Entries pointing to named objects
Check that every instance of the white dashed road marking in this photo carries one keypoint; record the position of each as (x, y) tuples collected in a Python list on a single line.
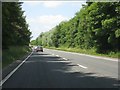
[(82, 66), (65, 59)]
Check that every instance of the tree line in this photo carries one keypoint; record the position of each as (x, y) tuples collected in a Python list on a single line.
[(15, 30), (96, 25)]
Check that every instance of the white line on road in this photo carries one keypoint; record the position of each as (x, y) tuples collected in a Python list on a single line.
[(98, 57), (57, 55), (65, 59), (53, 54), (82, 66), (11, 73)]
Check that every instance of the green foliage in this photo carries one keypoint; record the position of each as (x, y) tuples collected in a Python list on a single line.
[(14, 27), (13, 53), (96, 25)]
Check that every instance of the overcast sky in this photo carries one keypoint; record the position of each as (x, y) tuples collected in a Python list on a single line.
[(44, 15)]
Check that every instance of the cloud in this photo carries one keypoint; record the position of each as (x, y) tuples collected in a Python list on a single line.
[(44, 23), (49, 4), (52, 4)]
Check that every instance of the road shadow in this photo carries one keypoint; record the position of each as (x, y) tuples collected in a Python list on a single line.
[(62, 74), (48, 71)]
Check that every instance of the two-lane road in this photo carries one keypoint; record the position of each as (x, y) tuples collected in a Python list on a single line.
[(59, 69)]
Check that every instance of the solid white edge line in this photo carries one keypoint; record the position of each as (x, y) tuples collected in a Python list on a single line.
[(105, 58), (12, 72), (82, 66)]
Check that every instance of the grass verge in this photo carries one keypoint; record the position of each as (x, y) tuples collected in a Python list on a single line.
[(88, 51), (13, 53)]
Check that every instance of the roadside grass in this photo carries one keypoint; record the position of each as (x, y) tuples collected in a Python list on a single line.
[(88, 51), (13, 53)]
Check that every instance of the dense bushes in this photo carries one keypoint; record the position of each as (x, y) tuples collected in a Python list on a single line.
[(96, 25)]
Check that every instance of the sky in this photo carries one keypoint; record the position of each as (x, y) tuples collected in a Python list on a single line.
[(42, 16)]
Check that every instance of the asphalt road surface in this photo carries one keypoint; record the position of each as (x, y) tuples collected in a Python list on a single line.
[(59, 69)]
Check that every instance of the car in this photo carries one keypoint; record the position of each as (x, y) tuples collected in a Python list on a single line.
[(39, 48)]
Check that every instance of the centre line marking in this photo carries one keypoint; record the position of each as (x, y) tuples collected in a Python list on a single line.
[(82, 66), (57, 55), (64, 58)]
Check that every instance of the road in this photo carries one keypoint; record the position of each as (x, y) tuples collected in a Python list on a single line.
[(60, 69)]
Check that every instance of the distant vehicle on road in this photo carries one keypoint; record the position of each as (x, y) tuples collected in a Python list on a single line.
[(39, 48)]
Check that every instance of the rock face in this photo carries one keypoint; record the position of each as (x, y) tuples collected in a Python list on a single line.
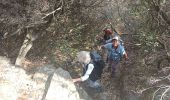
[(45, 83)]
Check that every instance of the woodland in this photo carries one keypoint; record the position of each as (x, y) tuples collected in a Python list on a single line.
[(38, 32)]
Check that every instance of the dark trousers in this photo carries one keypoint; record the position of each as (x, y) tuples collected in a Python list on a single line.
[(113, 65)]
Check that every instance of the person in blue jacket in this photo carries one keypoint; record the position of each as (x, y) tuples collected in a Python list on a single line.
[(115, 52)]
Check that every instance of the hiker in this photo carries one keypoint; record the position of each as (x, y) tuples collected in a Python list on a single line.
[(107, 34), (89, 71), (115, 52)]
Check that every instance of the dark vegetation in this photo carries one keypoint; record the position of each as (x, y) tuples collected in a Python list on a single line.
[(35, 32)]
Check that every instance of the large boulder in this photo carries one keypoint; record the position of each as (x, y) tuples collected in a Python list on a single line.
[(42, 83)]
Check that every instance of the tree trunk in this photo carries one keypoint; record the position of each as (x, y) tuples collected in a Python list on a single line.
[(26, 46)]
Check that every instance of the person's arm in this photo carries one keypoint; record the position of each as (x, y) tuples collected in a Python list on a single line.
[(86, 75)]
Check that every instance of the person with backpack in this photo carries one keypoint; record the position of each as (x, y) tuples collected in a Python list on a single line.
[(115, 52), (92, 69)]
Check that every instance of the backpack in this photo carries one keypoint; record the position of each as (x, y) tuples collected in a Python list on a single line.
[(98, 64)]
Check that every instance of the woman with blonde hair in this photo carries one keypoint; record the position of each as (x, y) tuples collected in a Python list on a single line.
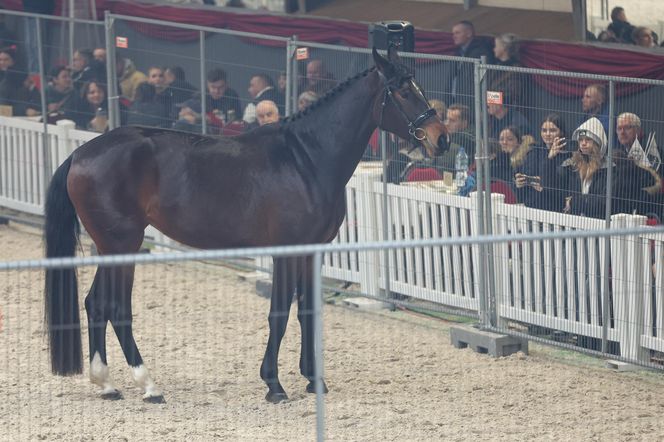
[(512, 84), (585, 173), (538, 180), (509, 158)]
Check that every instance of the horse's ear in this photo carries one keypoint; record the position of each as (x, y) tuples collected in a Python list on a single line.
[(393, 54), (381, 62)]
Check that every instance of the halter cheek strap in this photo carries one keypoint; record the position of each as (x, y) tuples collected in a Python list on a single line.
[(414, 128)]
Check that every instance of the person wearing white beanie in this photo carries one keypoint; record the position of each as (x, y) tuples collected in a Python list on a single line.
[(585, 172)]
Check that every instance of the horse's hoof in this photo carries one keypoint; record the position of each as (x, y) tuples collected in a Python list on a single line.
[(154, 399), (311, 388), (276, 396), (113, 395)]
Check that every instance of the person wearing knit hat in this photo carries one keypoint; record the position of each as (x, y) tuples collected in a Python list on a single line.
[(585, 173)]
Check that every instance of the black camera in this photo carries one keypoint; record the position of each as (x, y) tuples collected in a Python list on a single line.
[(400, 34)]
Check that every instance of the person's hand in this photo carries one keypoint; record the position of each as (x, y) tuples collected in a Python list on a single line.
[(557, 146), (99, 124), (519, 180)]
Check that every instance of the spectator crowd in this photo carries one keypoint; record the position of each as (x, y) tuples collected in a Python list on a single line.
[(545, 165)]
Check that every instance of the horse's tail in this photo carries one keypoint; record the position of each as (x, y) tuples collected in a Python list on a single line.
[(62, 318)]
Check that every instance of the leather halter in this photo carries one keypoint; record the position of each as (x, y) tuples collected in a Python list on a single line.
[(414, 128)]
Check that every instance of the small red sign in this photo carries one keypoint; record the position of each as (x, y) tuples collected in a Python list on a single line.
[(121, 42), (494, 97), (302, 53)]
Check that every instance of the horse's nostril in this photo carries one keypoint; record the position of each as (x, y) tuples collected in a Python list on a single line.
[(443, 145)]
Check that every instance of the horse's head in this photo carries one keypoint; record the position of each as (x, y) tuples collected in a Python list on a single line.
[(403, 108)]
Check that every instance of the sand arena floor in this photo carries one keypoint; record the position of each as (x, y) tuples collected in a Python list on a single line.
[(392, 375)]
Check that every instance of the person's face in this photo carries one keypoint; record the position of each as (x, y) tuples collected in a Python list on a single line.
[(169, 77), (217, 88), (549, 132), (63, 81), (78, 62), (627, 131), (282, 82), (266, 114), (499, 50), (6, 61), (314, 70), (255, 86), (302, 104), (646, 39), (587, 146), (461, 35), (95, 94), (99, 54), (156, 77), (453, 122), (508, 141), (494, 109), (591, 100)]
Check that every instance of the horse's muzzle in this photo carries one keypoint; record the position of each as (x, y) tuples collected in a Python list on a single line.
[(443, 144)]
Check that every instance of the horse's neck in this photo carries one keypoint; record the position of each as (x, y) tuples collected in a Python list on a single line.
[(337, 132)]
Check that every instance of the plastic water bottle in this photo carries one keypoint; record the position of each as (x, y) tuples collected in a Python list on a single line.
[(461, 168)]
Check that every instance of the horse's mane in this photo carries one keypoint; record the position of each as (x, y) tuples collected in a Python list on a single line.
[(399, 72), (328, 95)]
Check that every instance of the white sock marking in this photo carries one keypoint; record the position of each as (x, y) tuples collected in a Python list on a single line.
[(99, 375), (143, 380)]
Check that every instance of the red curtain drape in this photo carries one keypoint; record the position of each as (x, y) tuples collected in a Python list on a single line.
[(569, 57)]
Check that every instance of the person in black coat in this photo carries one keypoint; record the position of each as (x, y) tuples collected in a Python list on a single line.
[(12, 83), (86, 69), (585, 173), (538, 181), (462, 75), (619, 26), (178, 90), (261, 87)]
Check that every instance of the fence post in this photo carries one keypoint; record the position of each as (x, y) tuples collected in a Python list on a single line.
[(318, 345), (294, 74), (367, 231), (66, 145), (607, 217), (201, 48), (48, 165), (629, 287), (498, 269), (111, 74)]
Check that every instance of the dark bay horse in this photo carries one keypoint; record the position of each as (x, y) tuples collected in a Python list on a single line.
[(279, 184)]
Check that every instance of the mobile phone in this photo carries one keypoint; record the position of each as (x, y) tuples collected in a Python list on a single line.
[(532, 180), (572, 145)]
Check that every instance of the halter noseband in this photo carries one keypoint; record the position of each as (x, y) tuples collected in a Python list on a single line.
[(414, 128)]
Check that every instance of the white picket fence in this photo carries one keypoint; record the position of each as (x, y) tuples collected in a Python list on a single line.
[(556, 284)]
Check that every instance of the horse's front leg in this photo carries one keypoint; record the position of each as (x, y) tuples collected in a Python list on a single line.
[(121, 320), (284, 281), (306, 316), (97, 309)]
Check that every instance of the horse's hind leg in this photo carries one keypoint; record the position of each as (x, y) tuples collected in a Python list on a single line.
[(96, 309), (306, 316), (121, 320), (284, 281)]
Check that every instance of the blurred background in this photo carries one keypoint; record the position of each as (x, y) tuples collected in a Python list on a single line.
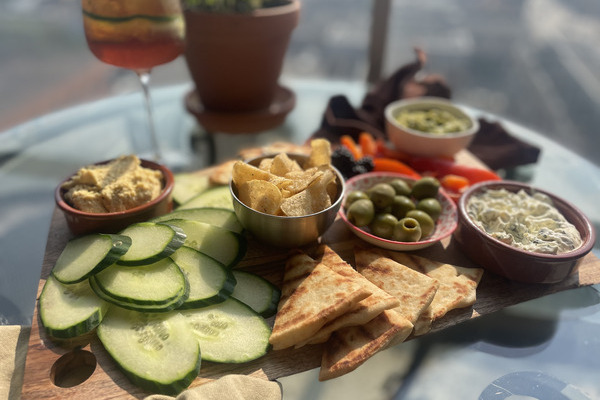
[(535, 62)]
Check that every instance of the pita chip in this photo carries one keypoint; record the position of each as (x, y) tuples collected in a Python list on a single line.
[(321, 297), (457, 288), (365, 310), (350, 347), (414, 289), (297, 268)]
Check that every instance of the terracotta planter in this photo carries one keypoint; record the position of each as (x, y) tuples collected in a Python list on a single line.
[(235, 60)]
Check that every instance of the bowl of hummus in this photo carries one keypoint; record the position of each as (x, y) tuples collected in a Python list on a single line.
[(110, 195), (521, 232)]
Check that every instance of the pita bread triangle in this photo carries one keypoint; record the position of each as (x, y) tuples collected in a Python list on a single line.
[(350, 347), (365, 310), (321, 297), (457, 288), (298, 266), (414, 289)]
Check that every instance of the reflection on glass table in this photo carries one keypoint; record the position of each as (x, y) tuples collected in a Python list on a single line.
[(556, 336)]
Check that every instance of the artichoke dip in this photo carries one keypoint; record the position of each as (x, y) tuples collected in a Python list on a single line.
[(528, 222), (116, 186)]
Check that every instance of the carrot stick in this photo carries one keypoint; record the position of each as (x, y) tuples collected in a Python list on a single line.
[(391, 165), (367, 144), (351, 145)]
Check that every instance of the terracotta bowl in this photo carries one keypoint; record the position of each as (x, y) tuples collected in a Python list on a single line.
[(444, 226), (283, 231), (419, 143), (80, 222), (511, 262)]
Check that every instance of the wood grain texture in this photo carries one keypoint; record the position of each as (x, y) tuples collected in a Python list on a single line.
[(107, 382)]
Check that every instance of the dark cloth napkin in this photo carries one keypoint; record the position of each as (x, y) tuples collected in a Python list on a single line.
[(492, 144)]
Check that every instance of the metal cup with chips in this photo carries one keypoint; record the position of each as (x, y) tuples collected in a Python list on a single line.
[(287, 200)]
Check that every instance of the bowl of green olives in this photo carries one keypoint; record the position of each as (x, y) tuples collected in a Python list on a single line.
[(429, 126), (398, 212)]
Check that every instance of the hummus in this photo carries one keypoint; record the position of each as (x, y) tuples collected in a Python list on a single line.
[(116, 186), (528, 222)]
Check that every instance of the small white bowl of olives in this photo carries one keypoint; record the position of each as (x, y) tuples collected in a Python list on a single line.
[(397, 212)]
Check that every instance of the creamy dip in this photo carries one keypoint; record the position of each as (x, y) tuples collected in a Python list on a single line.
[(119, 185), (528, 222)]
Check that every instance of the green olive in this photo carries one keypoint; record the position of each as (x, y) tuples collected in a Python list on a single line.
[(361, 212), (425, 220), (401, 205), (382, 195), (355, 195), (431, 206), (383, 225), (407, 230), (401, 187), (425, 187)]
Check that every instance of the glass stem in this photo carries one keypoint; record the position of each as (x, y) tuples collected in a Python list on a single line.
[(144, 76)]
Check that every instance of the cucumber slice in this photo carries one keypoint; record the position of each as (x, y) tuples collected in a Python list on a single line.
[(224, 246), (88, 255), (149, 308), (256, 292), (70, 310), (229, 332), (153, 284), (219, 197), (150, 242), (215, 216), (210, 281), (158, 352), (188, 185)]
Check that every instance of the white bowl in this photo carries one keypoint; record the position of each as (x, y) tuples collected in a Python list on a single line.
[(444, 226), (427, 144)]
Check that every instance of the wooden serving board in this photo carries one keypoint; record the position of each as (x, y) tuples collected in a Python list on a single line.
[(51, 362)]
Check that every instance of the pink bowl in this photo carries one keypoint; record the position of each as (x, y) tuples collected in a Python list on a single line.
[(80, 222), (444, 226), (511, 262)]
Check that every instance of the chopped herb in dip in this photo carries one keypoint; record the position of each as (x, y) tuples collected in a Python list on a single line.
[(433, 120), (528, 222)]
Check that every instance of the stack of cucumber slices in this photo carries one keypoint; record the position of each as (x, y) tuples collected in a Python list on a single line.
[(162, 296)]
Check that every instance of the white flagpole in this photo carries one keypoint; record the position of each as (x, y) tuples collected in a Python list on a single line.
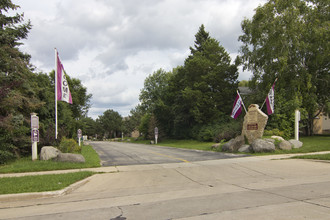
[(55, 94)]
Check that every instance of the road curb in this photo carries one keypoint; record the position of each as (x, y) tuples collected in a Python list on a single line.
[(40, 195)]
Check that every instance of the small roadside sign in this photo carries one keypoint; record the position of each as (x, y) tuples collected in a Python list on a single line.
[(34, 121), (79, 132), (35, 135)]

§ **WHAT THE EXERCISE ASKS**
Copy the lines from the start of the records through the line holding "[(15, 30), (96, 25)]", inclusive, keeping their wording unchanged but scaling every coordinate in the answers by 1.45 and rounding to whole numbers, with halves rounded up. Leave the pictures out.

§ **ANSWER IN FULL**
Check that every instance of the white dashed road marking in this photo carries one keypoint; record the position of each as (x, y) tuples collected in a Python list on a single line.
[(119, 96), (94, 86)]
Check that every instance of the tree line in this photo carries one keypoint; record the position of each as (x, y) tuples collected in a Python list on a single line.
[(22, 44), (139, 36)]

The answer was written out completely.